*TO DO*. Print the listing that follows, character for character.

****************

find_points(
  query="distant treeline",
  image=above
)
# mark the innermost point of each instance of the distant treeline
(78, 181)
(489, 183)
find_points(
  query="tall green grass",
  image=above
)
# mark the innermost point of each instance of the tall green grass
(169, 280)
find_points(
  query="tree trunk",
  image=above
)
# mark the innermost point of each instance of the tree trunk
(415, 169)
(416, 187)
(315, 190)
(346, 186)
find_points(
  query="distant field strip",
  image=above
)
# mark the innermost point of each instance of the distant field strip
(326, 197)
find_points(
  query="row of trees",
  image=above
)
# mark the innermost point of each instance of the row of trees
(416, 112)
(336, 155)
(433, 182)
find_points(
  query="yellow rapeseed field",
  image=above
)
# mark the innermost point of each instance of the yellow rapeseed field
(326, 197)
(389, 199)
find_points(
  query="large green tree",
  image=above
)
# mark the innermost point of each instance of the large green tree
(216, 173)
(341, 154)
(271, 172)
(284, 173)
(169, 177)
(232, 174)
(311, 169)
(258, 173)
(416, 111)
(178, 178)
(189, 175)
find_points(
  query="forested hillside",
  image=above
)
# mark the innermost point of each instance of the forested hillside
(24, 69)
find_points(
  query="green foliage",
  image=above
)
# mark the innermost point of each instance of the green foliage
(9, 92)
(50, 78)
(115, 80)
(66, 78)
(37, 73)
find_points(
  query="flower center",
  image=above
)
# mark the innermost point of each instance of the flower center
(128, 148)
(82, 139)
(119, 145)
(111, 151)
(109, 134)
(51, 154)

****************

*RESPONSE TO THIS TASK*.
find_points(
  query="distant treeline",
  image=above
)
# mark the innermost point of each instance of the distant treeline
(78, 181)
(489, 183)
find_points(
  query="tall green grass",
  image=above
)
# mark the innermost point of each instance of the tall green grass
(169, 280)
find_points(
  query="tree trunk",
  image=above
)
# mark the innermost point of each instance of the tree trunk
(415, 169)
(416, 187)
(315, 190)
(346, 186)
find_points(
  query="distant field strip",
  image=above
)
# mark the innermost point of each instance of the distant field strip
(326, 197)
find_points(
  query="row of trees",
  image=above
)
# mark the innermost point of each instance of the row of trees
(416, 112)
(336, 155)
(433, 182)
find_points(
  query="yellow rapeseed field",
  image=above
)
# mark the innermost point of each instance of the yellow rapeseed field
(326, 197)
(389, 199)
find_points(
  query="large green tree",
  image=above
)
# mark the innermost point of each instance of the large green tree
(216, 173)
(341, 154)
(271, 172)
(284, 173)
(169, 177)
(232, 174)
(311, 169)
(258, 173)
(416, 111)
(178, 178)
(189, 175)
find_points(
  query="forested hillside",
  image=above
)
# mark the innermost point of each instance of the forested hillside
(24, 69)
find_points(
  query="green foliage",
  image=above
)
# mark the innermost point of each instance of the green foliage
(9, 92)
(50, 78)
(115, 80)
(66, 78)
(37, 73)
find_points(
  query="flower center",
  image=above
)
# mark the innermost point of each instance of the flower center
(128, 148)
(82, 139)
(119, 145)
(111, 151)
(109, 134)
(51, 154)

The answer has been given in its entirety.